#### Source material ####

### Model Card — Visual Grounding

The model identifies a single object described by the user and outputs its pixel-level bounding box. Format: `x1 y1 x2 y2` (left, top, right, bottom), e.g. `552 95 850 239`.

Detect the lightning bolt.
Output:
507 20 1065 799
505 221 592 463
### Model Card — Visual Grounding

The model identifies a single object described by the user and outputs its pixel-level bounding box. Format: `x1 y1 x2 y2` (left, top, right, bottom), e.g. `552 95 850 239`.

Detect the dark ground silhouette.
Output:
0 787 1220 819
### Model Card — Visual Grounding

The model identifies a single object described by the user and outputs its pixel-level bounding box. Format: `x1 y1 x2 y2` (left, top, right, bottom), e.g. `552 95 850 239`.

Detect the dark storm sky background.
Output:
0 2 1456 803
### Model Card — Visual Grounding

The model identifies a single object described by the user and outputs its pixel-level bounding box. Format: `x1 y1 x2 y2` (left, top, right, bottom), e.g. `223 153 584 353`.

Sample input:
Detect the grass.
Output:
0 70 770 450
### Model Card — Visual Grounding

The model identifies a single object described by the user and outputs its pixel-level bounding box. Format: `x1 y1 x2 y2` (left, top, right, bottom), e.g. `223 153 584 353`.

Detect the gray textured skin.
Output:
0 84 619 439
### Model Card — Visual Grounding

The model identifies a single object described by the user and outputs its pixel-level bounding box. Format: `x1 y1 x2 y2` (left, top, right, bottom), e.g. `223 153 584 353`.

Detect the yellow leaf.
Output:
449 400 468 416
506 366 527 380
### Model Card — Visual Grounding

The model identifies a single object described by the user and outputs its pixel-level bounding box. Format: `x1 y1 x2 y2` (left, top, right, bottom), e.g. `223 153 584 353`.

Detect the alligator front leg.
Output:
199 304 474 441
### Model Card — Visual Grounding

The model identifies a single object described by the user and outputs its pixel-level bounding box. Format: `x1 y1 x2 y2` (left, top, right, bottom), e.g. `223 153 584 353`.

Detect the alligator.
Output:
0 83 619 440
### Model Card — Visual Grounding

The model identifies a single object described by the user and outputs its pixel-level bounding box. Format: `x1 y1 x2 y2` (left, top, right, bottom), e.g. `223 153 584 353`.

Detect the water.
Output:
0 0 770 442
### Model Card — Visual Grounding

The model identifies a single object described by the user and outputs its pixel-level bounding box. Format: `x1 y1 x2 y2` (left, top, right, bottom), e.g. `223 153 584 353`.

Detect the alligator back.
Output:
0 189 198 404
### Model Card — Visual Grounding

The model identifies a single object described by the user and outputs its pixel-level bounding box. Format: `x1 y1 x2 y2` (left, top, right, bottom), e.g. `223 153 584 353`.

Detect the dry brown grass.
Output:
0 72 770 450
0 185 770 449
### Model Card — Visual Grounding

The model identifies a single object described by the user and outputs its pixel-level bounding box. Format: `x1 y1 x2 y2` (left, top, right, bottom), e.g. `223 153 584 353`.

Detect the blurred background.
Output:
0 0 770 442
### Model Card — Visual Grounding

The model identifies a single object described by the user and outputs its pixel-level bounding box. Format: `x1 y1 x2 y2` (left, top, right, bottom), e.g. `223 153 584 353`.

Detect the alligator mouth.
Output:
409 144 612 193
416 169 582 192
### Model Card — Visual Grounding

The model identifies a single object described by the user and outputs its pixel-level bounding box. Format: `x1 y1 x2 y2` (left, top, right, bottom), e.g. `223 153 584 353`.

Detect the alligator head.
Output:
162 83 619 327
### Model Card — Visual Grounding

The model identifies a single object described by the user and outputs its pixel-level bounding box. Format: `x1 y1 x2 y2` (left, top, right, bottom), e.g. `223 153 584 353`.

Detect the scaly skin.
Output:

####

Exercise objective: Which lines of the items above contain the string "dark", matching case exactly? Pull out each one in full.

Solution for this task:
Detect the dark ground silhouette.
Detect the dark storm sky background.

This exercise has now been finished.